> **Passage provided**
--------------------------------------------------
Following this, register 124 outputs a 1100 0000 0000 0000 000 code. The 
one in the first position is retained since the result of the comparison 
indicates that the successive approximation voltage V.sub.ADJ is less than 
zero. The one in the second bit position causes the bottom plate of 
capacitor C2 to be switched to the full-scale voltage V.sub.FS which, in 
turn, causes one-quarter of the full-scale voltage V.sub.FS or 1.25 volts 
to appear on the top plate of capacitor C2. As a result, the input to 
comparator 126 is now a positive 0.25 volts (2.5+1.25-3.5). In this case, 
the output of comparator 126 indicates that the measured voltage is 
greater than zero. 
As a result, register 124 resets the second bit position to zero and 
outputs a 1010 0000 0000 0000 000 code. The one in the second bit 
position, in this case, is not retained since the result of the comparison 
indicates that the successive approximation voltage V.sub.ADJ is greater 
than zero. The zero in the second bit position causes the bottom plate of 
capacitor C2 to be switched back to ground, while the one in the third bit 
position causes the bottom plate of capacitor C3 to be switched to the 
full-scale voltage V.sub.FS. This step causes the input of comparator 126 
to be a negative voltage of 0.375 (2.5+0.625-3.5). The process then 
continues as described above until all but the last two capacitors of the 
array of FIG. 1 have been utilized. The last two capacitors are used to 
terminate the capacitor array in such a way that the transition point for 
the first code occurs at an input signal level different from zero, which 
reduces the noise produced by the A/D converter in its quiescent state. 
If the values of the capacitors in the array are chosen so that they 
increase in accordance with a binary geometric progression (1, 2, 4, 8, . 
. . ), then mismatches between capacitor values will cause an A/D 
converter with more than 10 to 12 bits of resolution to be subject to 
regions where the code density is not sufficient to resolve the input 
signal. In order to guarantee that the code density meets the requirements 
previously discussed so that the required accuracy in the corrected code 
can be obtained, the individual capacitors must be set according to a 
radix less than two. To maintain good matching between the capacitors, 
however, it is also desirable that their values be integer multiples of 
some unit capacitance. A charge redistribution array with non-binary 
weights can be implemented using a technique for dividing up a capacitor 
array into banks which is presented in H. Ohara, et al., "A CMOS 
Programmable Self-Calibrating 13-bit Eight-Channel Data Acquisition 
Peripheral," IEEE J. Solid State Circuits, Vol. 22, No. 6, pp. 930-937, 
December 1987. 
As shown in FIGS. 3A1-3A3, capacitor array 122 is broken into three banks 
of capacitors which are coupled together by coupling capacitors C.sub.x 
and C.sub.y. If the coupling capacitors are set to 64/63C, the entire 
array exhibits a binary weighting. By increasing the first coupling 
capacitor C.sub.x above this value, the weight of the low-order bits is 
increased and the weight of the highorder bits is decreased. As a result, 
adequate code density is maintained when the capacitors deviate from their 
nominal values. 
Referring again to FIG. 1, circuit 100 also includes an error correcting 
circuit 150 that generates a p-bit corrected code for each n-bit 
uncorrected code. The corrected codes are first determined by utilizing 
the bits of the uncorrected code to address a series of look-up tables.
--------------------------------------------------
[Dataset entries on where objects appear]
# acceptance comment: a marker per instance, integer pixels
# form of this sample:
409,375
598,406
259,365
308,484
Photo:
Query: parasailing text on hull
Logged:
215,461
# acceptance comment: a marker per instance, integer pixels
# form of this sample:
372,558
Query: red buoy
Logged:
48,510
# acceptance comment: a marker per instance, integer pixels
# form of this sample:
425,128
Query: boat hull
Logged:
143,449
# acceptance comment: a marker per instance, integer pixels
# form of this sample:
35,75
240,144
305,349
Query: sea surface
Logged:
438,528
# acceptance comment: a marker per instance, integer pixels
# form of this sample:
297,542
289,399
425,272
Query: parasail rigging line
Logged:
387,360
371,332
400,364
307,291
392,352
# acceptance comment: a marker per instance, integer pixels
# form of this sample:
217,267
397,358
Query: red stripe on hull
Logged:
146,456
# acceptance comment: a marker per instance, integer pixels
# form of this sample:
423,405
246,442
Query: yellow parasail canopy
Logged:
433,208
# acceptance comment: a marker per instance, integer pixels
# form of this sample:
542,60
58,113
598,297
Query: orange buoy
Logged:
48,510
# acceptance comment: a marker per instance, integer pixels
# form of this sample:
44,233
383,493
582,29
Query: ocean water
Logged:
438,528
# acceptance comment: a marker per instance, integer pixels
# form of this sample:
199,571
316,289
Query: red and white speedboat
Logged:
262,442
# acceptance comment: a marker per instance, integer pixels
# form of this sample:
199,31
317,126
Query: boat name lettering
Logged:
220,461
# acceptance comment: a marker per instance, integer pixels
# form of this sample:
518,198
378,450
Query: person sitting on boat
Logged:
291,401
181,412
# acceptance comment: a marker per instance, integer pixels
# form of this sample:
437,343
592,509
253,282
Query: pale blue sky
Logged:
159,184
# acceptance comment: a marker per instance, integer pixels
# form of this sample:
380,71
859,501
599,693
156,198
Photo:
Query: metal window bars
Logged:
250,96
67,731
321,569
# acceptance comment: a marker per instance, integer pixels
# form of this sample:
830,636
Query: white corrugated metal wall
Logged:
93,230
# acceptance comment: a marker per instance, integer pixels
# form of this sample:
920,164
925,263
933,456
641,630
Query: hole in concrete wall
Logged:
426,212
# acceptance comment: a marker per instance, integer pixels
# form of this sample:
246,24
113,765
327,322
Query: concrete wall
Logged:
--------------------------------------------------
> **Written tasks**
(a) Rewrite the section of the passage on capacitor arrays starting at "As shown in" and ending at "of look-up tables.", substituting "lookup tables" for "look-up tables".
(b) Answer these questions from the passage on capacitor arrays.
(i) How much voltage appears on the top plate of capacitor C2 when its bottom plate is switched to the full-scale voltage?
(ii) Into how many banks is capacitor array 122 broken?
(iii) What does error correcting circuit 150 generate for each n-bit uncorrected code?

> **Expected results**
(a)
As shown in FIGS. 3A1-3A3, capacitor array 122 is broken into three banks 
of capacitors which are coupled together by coupling capacitors C.sub.x 
and C.sub.y. If the coupling capacitors are set to 64/63C, the entire 
array exhibits a binary weighting. By increasing the first coupling 
capacitor C.sub.x above this value, the weight of the low-order bits is 
increased and the weight of the highorder bits is decreased. As a result, 
adequate code density is maintained when the capacitors deviate from their 
nominal values. 
Referring again to FIG. 1, circuit 100 also includes an error correcting 
circuit 150 that generates a p-bit corrected code for each n-bit 
uncorrected code. The corrected codes are first determined by utilizing 
the bits of the uncorrected code to address a series of lookup tables.

(b)
(i) One-quarter of the full-scale voltage, or 1.25 volts.
(ii) Three.
(iii) A p-bit corrected code.